:: Record excerpts ::

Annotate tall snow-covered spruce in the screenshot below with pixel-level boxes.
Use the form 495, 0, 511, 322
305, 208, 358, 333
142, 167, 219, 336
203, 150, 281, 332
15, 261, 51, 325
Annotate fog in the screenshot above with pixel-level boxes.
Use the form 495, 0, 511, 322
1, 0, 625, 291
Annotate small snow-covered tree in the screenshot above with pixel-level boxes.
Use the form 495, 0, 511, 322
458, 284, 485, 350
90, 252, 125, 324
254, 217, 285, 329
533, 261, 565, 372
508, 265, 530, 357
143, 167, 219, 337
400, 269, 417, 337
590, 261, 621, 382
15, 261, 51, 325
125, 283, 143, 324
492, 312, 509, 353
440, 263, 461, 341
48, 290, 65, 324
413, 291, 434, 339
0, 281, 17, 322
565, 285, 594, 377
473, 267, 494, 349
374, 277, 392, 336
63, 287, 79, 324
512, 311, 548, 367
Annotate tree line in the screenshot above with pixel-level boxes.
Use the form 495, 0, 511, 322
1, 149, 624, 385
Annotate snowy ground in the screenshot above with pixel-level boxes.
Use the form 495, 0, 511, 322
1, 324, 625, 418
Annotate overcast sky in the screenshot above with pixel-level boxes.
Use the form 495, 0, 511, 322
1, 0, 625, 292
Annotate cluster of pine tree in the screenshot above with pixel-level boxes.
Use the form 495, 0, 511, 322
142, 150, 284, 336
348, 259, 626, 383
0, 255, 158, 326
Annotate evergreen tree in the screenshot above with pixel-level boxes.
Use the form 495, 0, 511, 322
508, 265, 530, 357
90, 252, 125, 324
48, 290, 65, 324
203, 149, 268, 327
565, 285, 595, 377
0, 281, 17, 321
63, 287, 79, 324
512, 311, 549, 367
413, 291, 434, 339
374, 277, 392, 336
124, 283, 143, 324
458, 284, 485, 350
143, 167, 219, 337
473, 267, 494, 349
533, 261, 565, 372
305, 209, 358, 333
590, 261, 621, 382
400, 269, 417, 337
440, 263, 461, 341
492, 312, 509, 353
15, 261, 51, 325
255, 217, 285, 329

:::

(Task item) Pull every line containing "Annotate" out of the records.

(Exercise result)
Annotate tall snow-covered spruce in the screenshot below with pixel-level boxes.
Annotate fog in the screenshot above with pixel-level boxes.
Annotate small snow-covered tree in the screenshot above with pixel-level boxes.
Annotate tree line in the screenshot above with pixel-level boxes.
Annotate snowy ground in the screenshot above with pixel-level boxes.
Annotate overcast sky in the screenshot above with pixel-level boxes.
Annotate cluster of pine tree in the screenshot above with pixel-level boxes.
Annotate evergreen tree in the screenshot above with pixel-level boxes.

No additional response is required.